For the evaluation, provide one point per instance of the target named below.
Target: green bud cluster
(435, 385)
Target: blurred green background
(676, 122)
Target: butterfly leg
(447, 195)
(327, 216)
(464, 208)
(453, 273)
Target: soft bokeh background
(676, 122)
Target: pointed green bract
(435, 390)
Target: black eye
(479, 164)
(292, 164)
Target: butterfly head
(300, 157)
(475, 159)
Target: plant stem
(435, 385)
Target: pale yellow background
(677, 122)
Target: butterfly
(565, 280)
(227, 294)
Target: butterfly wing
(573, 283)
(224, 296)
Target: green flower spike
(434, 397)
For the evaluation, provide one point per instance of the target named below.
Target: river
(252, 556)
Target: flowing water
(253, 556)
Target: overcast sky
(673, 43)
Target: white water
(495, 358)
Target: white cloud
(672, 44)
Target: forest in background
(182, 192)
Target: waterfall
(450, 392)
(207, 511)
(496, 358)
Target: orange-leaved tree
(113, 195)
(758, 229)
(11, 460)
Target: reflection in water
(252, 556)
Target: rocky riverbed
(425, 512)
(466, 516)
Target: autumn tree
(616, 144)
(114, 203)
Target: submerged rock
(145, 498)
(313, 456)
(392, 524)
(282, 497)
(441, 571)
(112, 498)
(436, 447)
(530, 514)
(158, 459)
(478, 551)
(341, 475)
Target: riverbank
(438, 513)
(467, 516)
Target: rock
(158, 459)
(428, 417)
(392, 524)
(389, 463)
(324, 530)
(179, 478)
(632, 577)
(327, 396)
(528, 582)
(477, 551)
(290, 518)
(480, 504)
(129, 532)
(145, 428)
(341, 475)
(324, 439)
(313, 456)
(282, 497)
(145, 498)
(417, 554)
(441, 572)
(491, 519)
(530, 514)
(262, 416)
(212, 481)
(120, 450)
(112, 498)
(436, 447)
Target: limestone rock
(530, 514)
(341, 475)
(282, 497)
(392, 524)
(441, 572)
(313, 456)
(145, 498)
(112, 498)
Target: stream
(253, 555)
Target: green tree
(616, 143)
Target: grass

+---+

- REQUIRED WORK: Rewrite the lines above with every "butterfly" swapped for "moth" and nothing else altered.

- ANSWER TO THE PROBLEM:
For the evaluation, provide one point per instance of the target named below.
Target: green bud cluster
(435, 385)
Target: blurred green background
(676, 122)
Target: moth leg
(447, 195)
(327, 216)
(464, 208)
(453, 273)
Target: soft bokeh background
(676, 122)
Target: pointed green bract
(435, 390)
Target: black eye
(479, 164)
(292, 164)
Target: moth head
(300, 157)
(475, 159)
Target: plant stem
(435, 385)
Target: pale yellow background
(677, 122)
Target: moth
(565, 280)
(227, 294)
Target: moth wing
(573, 283)
(224, 296)
Target: green flower spike
(434, 397)
For the evaluation, provide one point per instance of the target named below.
Target: river
(252, 556)
Target: flowing water
(253, 556)
Target: overcast sky
(673, 43)
Target: white water
(495, 358)
Target: white cloud
(672, 44)
Target: forest in background
(182, 192)
Target: waterfall
(450, 392)
(207, 511)
(496, 358)
Target: orange-leaved tree
(113, 195)
(758, 229)
(11, 460)
Target: reflection in water
(252, 556)
Target: rocky riverbed
(425, 512)
(466, 516)
Target: autumn tree
(616, 144)
(114, 203)
Target: submerged rock
(145, 498)
(313, 456)
(392, 524)
(282, 497)
(441, 571)
(112, 498)
(436, 447)
(530, 514)
(158, 459)
(478, 551)
(341, 475)
Target: riverbank
(438, 513)
(467, 516)
Target: rock
(158, 459)
(428, 417)
(392, 524)
(389, 463)
(324, 530)
(179, 478)
(632, 577)
(327, 396)
(528, 582)
(477, 551)
(290, 518)
(480, 504)
(129, 532)
(145, 428)
(341, 475)
(324, 439)
(313, 456)
(282, 497)
(145, 498)
(417, 554)
(441, 572)
(491, 519)
(530, 514)
(262, 416)
(212, 481)
(120, 450)
(112, 498)
(436, 447)
Target: limestone rock
(530, 514)
(341, 475)
(282, 497)
(392, 524)
(441, 572)
(313, 456)
(145, 498)
(112, 498)
Target: stream
(253, 555)
Target: green tree
(616, 143)
Target: grass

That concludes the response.